### Exercise goal
There is a line below that contains "Would you kindly". Please reproduce it and all following lines exactly, through the final one.

### Stored entries
────────

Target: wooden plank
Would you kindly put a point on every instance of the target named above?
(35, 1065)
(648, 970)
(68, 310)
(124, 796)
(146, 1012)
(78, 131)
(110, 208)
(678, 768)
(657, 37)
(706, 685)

────────

### Solution to this problem
Would you kindly put a point on every instance of the target named above?
(35, 1065)
(648, 970)
(68, 310)
(124, 796)
(146, 1012)
(78, 131)
(110, 208)
(678, 768)
(657, 37)
(706, 685)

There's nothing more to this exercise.